Only the lines from the one containing "TARGET = red horizontal board" to the end of the records belong in the output; print them exactly.

Point-based annotation data -
>>>

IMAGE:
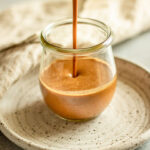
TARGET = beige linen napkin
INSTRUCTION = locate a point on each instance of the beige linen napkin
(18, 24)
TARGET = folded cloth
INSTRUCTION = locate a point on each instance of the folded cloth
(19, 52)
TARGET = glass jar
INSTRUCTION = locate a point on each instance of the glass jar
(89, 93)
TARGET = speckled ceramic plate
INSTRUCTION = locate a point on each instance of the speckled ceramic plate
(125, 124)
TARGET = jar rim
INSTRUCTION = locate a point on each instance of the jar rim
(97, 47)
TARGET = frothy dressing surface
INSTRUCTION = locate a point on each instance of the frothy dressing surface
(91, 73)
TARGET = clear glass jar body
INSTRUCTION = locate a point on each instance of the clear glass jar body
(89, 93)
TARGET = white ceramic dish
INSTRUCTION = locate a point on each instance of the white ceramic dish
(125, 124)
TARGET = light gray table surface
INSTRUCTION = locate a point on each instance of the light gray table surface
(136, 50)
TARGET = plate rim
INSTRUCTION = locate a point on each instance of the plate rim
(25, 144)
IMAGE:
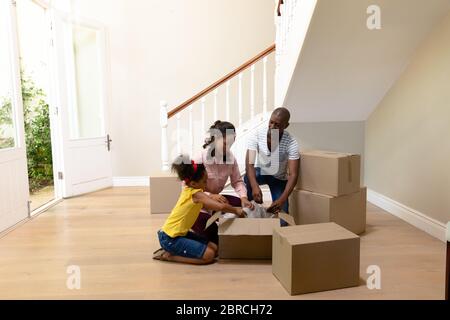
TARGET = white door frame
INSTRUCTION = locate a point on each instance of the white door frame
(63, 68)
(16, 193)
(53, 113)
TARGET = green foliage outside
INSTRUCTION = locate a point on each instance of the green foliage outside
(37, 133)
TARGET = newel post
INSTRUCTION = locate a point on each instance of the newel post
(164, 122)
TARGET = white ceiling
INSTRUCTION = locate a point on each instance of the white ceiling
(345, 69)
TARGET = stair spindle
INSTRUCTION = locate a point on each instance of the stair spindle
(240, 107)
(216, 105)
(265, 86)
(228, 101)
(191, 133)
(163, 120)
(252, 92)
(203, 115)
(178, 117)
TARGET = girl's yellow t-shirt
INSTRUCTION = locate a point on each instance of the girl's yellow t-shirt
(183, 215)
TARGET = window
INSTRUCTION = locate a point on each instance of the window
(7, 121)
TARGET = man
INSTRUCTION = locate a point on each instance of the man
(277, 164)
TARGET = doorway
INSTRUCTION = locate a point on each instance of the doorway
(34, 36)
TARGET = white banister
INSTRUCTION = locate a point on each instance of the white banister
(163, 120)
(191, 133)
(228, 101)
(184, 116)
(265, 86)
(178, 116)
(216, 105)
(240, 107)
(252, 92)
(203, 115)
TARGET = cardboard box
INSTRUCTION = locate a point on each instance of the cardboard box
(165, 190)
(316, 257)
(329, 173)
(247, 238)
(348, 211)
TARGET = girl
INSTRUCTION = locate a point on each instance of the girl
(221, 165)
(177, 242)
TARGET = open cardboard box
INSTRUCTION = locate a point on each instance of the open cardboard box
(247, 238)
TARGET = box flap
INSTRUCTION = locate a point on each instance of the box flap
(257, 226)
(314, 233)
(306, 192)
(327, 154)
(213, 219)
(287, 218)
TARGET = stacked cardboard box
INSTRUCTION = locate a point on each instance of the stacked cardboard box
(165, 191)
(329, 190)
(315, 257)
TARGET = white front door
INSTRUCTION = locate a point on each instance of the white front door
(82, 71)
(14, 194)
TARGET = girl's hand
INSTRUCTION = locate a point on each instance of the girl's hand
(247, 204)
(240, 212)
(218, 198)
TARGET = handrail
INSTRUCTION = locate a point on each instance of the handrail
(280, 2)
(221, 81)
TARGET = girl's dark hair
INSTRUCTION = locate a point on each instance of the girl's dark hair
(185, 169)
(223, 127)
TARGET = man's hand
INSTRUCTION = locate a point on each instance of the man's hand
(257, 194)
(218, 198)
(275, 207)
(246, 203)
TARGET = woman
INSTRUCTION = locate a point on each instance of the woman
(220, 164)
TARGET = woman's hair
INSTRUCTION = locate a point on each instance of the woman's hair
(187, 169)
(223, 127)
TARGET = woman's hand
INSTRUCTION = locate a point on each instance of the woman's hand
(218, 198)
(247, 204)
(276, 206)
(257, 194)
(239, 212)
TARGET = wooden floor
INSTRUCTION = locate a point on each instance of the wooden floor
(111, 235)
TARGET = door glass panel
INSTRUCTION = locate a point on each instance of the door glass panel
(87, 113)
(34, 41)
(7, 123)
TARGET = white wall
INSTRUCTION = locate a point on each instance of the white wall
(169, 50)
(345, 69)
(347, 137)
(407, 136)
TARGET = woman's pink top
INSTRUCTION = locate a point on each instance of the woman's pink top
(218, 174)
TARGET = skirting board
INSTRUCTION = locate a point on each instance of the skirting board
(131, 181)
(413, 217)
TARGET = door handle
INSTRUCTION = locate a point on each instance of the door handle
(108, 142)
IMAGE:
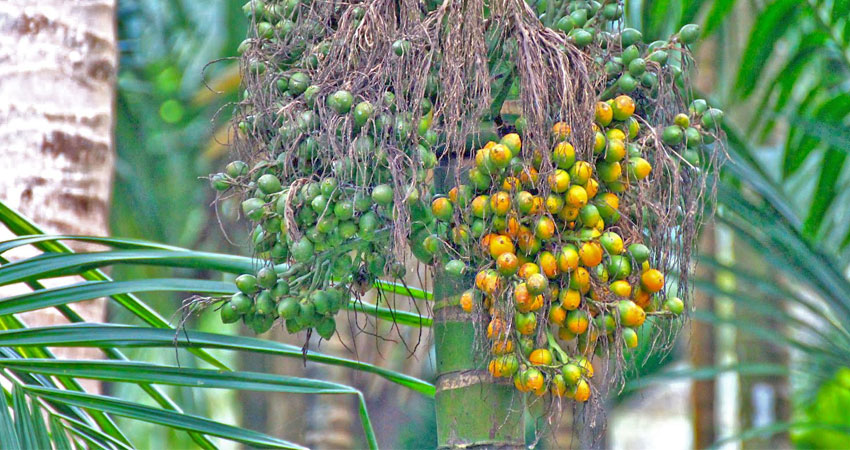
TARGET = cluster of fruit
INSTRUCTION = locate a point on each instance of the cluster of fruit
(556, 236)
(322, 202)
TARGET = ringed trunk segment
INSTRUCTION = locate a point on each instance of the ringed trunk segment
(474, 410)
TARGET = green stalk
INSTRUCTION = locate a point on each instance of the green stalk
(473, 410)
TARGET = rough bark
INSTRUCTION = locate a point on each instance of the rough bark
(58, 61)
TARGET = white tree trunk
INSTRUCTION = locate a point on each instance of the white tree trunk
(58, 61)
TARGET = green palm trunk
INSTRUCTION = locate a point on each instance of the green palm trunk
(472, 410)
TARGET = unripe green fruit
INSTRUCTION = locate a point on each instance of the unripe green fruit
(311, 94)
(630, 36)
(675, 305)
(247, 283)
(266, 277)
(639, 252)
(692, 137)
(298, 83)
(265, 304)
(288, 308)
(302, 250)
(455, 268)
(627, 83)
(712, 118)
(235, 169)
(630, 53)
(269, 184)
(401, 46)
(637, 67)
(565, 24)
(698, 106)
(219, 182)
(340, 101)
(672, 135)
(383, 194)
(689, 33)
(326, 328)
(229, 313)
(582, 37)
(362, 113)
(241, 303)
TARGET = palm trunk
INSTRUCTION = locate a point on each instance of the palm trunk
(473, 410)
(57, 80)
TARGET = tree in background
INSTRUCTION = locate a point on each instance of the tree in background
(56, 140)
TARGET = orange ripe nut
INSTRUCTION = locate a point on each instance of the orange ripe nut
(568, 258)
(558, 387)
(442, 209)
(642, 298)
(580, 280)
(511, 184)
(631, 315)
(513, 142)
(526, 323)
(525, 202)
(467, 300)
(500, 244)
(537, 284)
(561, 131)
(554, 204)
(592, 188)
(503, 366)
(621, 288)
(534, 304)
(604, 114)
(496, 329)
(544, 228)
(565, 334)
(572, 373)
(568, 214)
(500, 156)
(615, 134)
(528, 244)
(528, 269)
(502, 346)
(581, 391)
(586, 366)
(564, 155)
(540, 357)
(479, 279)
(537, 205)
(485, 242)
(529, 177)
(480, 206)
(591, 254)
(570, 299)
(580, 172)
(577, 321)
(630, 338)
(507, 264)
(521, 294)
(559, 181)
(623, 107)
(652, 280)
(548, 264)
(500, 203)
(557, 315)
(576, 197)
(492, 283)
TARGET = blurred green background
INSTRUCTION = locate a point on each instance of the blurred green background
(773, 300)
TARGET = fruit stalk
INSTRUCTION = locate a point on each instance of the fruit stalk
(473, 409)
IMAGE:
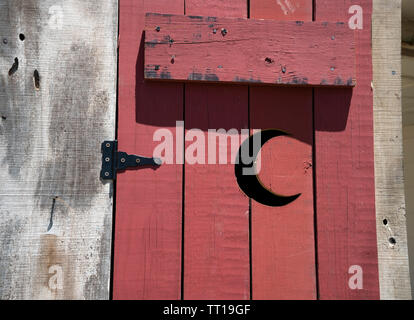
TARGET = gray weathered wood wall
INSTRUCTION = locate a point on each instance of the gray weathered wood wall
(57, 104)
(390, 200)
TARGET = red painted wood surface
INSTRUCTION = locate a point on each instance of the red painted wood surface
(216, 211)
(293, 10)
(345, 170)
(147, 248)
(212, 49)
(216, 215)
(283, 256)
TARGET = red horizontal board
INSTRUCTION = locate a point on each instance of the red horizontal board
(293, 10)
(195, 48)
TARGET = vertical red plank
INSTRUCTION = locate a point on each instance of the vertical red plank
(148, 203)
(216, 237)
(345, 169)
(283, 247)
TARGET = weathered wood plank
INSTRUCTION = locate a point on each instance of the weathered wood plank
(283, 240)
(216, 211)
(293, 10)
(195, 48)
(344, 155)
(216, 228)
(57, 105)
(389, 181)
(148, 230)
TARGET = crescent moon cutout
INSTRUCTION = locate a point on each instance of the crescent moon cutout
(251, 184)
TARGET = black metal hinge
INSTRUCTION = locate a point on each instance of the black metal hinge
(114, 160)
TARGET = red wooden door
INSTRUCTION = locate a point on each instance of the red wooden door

<<<

Response below -
TARGET = red horizontal board
INSTRUCTION = locate a point on each instance of the red horizontal board
(293, 10)
(195, 48)
TARGET = vertical red plank
INSTRUCTION = locate a point on each instance of the vertical red plank
(148, 203)
(216, 237)
(345, 169)
(283, 247)
TARGET = weathered wood plank
INSTRUCTION = locate a point on each instance of the weathered wood plank
(283, 240)
(216, 211)
(293, 10)
(195, 48)
(344, 155)
(216, 228)
(57, 105)
(389, 181)
(148, 230)
TARGET = crescent moon cutout
INSTRUCTION = locate a point on each instance of the crescent moon cutout
(251, 184)
TARGET = black metal hinge
INSTRUCTION = locate a point on each instance of the black metal hinge
(114, 160)
TARGET = red wooden door
INSTRUCTION = locate a point on each instance of the red wooden door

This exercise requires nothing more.